[Saved entries]
┄┄┄┄┄┄┄┄┄┄┄┄┄┄┄┄┄┄┄┄

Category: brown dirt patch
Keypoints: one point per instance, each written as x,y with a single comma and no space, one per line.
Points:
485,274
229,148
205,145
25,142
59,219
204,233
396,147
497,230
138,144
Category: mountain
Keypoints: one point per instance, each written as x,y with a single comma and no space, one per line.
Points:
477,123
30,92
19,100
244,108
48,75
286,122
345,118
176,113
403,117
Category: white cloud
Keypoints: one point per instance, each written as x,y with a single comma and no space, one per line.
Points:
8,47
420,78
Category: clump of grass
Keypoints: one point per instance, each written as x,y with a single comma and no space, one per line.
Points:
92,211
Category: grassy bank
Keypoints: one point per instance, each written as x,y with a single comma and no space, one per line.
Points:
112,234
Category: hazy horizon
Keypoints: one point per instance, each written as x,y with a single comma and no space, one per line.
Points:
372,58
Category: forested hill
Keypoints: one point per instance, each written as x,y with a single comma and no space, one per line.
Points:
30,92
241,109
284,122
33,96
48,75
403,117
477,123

┄┄┄┄┄┄┄┄┄┄┄┄┄┄┄┄┄┄┄┄

The lines you need are those with the word "Category"; list them from the entries.

EXERCISE ANSWER.
Category: brown dirt patch
Category: mountain
Category: white cloud
Category: clump of grass
Category: grassy bank
Category: hazy horizon
Category: forested hill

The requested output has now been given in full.